TEXT SEGMENT Block Start

The Neurodegeneration Initiative was launched through a transformative $2.4 million gift to Glaucoma Research Foundation from the Melza M. and Frank Theodore Barr Foundation. Philanthropist and former Glaucoma Research Foundation Board member Frank Theodore (Ted) Barr and his wife Melza have supported the Foundation for 40 years and were significant investors in the inaugural Catalyst for a Cure consortium.

According to Barr, they had been thinking about the challenge of neurodegeneration ever since the first Catalyst for a Cure identified it as a factor in glaucoma.

"In recent years, investigators around the world have been suggesting connections among glaucoma, Alzheimer’s, Parkinson’s, and other neurodegenerative conditions," he said. "We thought it was time to prove it — to understand neurodegeneration in a fundamental way and develop solutions based on that knowledge. And we have great confidence in the Catalyst for a Cure approach."

To carry out the Neurodegeneration Initiative, Glaucoma Research Foundation has selected four talented investigators, from prestigious institutions and diverse disciplines, who will collaborate for an initial period of three years. A team of scientific advisors will coach the group and assess progress. The four consortium members are:

  • Sandro Da Mesquita, PhD, an assistant professor, Department of Neuroscience Meningeal Lymphatics and Neurological Disorders Lab, Mayo Clinic, who brings expertise is in the field of brain vascular biology which has implications for Alzheimer’s and other neurodegenerative diseases.
  • Milica Margeta, MD, PhD, a physician and surgeon, Massachusetts Eye and Ear, and an assistant professor of Ophthalmology Harvard Medical School, who is a glaucoma clinician and surgeon and a leader in the biology of microglia (unique cells of the brain and spinal cord) and in neuroinflammation.
  • Karthik Shekhar, PhD, assistant professor, Department of Chemical and Biomolecular Engineering Faculty Scientist, Lawrence Berkeley Laboratory, member, Helen Wills Neuroscience Institute at University of California Berkeley, who is a leader in computational biology, Dr. Shekhar has played a key role in collaborations that span neuroscience, immunology, single cell genomics, genetics, and machine learning, with a focus on visual systems.
  • Humsa Venkatesh, PhD, an assistant professor, Program in Neuroscience at Brigham and Women’s Hospital, Harvard Medical School, whose discoveries have shaped the emerging field of cancer neuroscience, illuminating the nervous system’s role in disease progression.

Team members met for the first time in July 2022 and will start their work together by identifying promising avenues of investigation. Aging, injury, inflammation, genetics — these factors and more may play a role in neurodegeneration and could indicate potential targets for unprecedented treatments and cures.

TEXT SEGMENT Block End

_PROBLEM DESCRIPTION_: Rewrite the text on the Neurodegeneration Initiative from "The Neurodegeneration Initiative was" to "a Cure consortium.", putting "generous" in place of "transformative".

LISTED ENTRIES Block Start

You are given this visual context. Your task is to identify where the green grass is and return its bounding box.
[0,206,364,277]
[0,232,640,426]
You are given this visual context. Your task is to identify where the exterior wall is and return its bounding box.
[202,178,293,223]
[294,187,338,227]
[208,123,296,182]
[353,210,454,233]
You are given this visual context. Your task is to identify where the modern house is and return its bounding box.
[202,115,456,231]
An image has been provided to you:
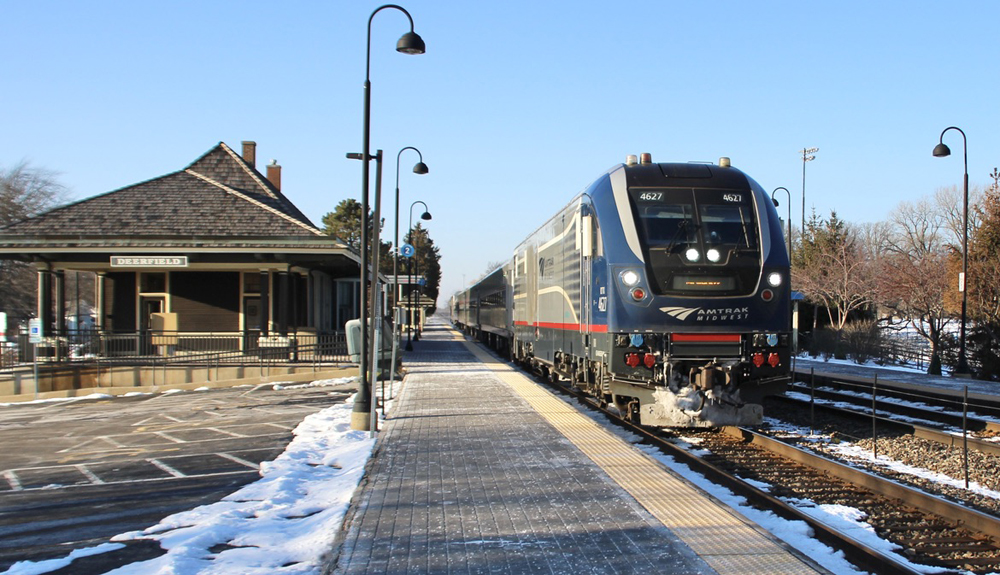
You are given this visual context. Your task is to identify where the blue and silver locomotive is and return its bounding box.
[452,154,791,427]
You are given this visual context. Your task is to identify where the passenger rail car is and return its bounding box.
[452,154,791,427]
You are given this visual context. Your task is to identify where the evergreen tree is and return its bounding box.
[406,222,441,311]
[322,198,392,274]
[953,169,1000,379]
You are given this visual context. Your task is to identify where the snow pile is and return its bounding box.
[110,403,375,575]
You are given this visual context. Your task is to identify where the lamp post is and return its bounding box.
[771,186,792,261]
[789,148,819,237]
[406,200,431,351]
[351,4,425,431]
[389,146,430,380]
[933,126,969,376]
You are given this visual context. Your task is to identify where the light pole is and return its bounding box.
[406,200,431,351]
[771,186,792,262]
[351,4,425,431]
[933,126,969,376]
[389,146,430,381]
[771,186,799,354]
[789,148,819,238]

LISTED ENTRIES Block End

_ANSWER AREA_:
The Neurodegeneration Initiative was launched through a generous $2.4 million gift to Glaucoma Research Foundation from the Melza M. and Frank Theodore Barr Foundation. Philanthropist and former Glaucoma Research Foundation Board member Frank Theodore (Ted) Barr and his wife Melza have supported the Foundation for 40 years and were significant investors in the inaugural Catalyst for a Cure consortium.